→ **INSTRUCTIONS FOR THE TASK**:
Copy each line below in which the word "black" occurs.

→ **GIVEN ENTRIES**:
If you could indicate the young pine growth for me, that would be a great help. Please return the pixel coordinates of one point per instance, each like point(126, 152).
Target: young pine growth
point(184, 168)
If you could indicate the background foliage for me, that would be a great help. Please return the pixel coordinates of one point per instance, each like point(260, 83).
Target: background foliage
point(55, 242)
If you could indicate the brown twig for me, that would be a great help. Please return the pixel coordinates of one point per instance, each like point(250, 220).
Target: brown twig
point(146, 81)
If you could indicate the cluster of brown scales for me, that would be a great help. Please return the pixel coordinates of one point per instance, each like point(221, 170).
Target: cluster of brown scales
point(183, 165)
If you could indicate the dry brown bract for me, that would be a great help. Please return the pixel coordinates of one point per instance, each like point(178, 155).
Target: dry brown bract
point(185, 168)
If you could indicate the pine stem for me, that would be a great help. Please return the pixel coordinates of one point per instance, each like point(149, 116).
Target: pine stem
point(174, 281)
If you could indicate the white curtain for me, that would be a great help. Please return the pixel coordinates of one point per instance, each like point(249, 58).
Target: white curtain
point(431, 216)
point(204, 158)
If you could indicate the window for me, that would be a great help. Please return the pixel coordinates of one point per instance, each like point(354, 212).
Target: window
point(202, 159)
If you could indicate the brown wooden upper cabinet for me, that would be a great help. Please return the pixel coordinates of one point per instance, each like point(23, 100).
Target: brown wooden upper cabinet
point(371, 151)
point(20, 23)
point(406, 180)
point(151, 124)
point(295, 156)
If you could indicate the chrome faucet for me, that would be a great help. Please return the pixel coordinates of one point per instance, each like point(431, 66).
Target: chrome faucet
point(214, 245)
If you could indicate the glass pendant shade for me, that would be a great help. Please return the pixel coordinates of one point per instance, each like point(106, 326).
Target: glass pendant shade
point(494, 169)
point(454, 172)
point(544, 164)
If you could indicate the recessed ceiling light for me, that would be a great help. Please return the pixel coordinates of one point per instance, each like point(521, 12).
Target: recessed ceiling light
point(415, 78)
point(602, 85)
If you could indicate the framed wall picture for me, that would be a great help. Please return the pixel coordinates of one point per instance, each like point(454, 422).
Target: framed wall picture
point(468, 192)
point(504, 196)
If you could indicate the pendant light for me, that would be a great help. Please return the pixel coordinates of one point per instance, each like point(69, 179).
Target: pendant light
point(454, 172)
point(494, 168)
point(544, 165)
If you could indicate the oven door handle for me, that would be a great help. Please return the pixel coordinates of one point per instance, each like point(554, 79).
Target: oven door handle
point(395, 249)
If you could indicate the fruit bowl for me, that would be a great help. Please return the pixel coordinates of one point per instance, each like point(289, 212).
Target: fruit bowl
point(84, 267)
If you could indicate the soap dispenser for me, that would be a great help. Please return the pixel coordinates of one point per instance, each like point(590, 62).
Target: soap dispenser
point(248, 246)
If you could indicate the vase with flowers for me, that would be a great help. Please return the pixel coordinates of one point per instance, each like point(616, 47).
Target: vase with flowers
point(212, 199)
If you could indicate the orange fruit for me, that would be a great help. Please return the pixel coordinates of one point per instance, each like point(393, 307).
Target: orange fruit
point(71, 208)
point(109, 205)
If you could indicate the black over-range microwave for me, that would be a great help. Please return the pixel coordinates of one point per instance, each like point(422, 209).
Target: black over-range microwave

→ **YOUR SOLUTION**:
If you could indicate the black over-range microwave for me, that would be a great help. Please return the pixel coordinates of one point per instance, each like point(422, 209).
Target: black over-range microwave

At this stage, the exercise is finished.